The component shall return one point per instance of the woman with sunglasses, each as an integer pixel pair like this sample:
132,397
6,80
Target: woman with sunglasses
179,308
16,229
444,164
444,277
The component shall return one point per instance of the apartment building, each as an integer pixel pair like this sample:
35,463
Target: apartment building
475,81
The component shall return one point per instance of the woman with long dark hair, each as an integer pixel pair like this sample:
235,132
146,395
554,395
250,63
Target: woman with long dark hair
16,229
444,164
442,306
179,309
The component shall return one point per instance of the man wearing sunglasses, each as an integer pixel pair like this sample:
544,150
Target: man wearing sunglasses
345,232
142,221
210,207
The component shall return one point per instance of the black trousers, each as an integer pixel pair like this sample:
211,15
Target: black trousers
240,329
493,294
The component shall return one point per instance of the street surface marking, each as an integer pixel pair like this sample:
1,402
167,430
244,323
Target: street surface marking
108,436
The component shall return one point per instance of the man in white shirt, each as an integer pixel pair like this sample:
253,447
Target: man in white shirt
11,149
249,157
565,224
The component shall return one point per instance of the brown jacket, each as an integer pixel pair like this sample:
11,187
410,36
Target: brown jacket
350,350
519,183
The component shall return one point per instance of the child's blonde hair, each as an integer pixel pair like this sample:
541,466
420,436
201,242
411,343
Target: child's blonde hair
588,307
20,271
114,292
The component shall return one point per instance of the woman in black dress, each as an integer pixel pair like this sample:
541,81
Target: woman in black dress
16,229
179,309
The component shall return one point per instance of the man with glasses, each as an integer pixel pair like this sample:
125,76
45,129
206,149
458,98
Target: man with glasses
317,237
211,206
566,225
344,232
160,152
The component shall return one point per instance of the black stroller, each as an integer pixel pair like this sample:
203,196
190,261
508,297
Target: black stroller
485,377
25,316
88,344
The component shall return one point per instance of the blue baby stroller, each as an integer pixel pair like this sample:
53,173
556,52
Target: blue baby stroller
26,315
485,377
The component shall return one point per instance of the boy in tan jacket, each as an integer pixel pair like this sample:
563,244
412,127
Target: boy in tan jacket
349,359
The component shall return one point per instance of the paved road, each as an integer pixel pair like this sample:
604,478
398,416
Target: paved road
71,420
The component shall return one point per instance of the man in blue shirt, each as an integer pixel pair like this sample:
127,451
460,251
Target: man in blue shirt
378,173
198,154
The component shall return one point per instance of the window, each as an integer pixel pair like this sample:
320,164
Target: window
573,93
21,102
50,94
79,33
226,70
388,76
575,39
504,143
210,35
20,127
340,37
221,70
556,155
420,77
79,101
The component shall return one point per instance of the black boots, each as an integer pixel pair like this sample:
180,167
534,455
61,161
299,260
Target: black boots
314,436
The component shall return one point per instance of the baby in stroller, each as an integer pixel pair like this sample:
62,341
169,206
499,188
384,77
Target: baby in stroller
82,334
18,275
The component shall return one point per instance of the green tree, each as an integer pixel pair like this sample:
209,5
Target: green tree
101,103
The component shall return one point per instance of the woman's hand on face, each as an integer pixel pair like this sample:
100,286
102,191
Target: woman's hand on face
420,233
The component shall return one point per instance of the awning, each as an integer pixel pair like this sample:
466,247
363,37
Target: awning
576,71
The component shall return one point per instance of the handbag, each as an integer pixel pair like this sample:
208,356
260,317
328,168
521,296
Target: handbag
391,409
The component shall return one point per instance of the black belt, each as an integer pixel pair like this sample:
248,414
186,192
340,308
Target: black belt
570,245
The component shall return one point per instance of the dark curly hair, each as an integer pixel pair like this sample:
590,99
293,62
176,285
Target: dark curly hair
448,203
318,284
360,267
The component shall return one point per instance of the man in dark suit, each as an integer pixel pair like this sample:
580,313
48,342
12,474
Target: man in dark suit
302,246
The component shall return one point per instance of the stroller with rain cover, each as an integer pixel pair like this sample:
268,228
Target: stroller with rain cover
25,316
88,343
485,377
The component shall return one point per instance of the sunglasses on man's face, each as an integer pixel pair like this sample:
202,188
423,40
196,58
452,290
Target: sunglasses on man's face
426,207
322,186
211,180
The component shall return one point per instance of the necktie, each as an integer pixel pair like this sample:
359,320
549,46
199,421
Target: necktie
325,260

=-=-=

## Exercise brief
From the first line to the last, copy every record exactly.

## Answer to this exercise
The component shall return one point per instance of the woman with sunglasses, each as an integer pixel pair like this sample:
132,397
6,80
Target: woman with sunglasses
179,308
16,229
444,164
444,277
The component shall return one point per instance of the apartment building, each as an integer pixel pair like this sample:
35,463
Target: apartment building
475,81
The component shall return one point per instance of the woman with long dark hair, each as an integer pixel pair like this sample:
235,132
146,395
554,395
250,63
Target: woman with long dark hair
16,229
444,164
442,306
179,309
The component shall return one point per instance of the man wearing sunglasses, each as an integer pixel pair like this sample:
544,150
Target: man wearing sunglasses
345,232
142,221
210,207
The component shall return one point per instance of the black trousers, each as an integer pixel pair like this sample:
211,15
Target: black trousers
240,329
493,294
The component shall return one point per instance of the street surface marking, each as an integer pixel pair like this sample:
1,402
167,430
244,323
Target: street surface marking
108,436
The component shall return one point per instance of the man in white shirt, each as an integer pixel pair like this sample:
253,447
Target: man in white shirt
11,149
249,157
565,224
The component shall return one point per instance of the brown jacket, each as an integer pixel pair like this sample:
11,187
410,36
Target: brown jacket
350,350
519,183
The component shall return one point per instance of the child's blonde hair, each as an integer pixel pair like this sample:
541,466
420,436
201,242
411,343
Target: child's blonde hair
588,307
20,271
114,292
The component shall return one point per instance of the woman in black dress, each as an integer pixel pair like this sample:
541,81
Target: woman in black dress
16,229
179,309
The component shall return one point per instance of the man with glasses, each as an integer pixel pair like this sample:
125,76
45,129
206,149
458,98
Target: man with glasses
317,237
211,206
566,225
344,232
160,152
The component shall return one point per instance of the black stroller, each as an integer pixel pair like this sample:
203,196
190,261
508,297
Target: black stroller
485,377
25,316
88,344
The component shall return one point per instance of the blue baby stroller, each as an integer pixel pair like this sample:
53,173
556,52
Target: blue baby stroller
26,315
485,377
The component shall return one point per instance of the boy in tan jacket, each as an integer pixel pair like this sample:
563,244
412,127
Target: boy in tan jacket
349,359
The component shall return one point per instance of the paved road, each as an integer pixel pair like this sample:
604,478
398,416
Target: paved road
71,420
The component shall return one point per instance of the man in blue shirt, each as an integer pixel pair like this sample:
127,451
460,251
Target: man in blue shirt
378,173
198,154
The component shall return one point per instance of the window, each as an integer pixel pair like this sample:
320,164
Target: window
573,93
21,102
50,94
79,33
226,70
388,76
575,39
504,143
210,35
20,127
340,37
221,70
556,155
420,77
79,101
The component shall return one point per instance of the black boots, each as an integer pixel pair like this sample:
180,167
534,455
61,161
299,260
Target: black boots
314,436
The component shall return one point per instance of the baby in stroller, each as an integer pixel pair like this sample:
62,341
169,206
499,188
384,77
Target: baby in stroller
82,334
18,275
The component shall return one point per instance of the green tree, each as an integer pixel pair like this sample:
209,5
Target: green tree
101,103
The component shall return one point per instance of the woman's hand on face, each as an integer pixel pair like this sample:
100,286
102,191
Target: woman's hand on face
420,233
The component shall return one point per instance of the awning, each as an integer pixel pair like this sample:
466,247
363,37
Target: awning
576,71
The component shall return one point per instance of the handbag, each as an integer pixel pair like this sample:
208,356
260,317
328,168
521,296
Target: handbag
391,409
The component shall return one point per instance of the black belt, each as an integer pixel pair like this sample:
248,414
186,192
340,308
Target: black belt
570,245
The component shall return one point per instance of the dark curly hair, each as an integer pixel pair like this sample:
590,99
293,62
176,285
Target: dark curly hair
448,203
318,284
360,267
The component shall return one point per instance of the man in dark suit, each as an integer pixel pair like this sample:
580,313
48,342
12,474
Target: man in dark suit
302,246
The component shall return one point per instance of the stroller with rain cover, each as an integer pixel pair like this sample:
268,228
Target: stroller with rain cover
25,316
88,343
485,377
The component shall return one point per instance of the sunglasses on man's face, each as an integer pixel pair like this sample:
202,188
423,40
196,58
452,290
Target: sunglasses on man's face
426,207
322,186
211,180
The component shall return one point per instance of the necktie, each as an integer pixel pair like this sample:
359,320
549,46
199,421
Target: necktie
325,260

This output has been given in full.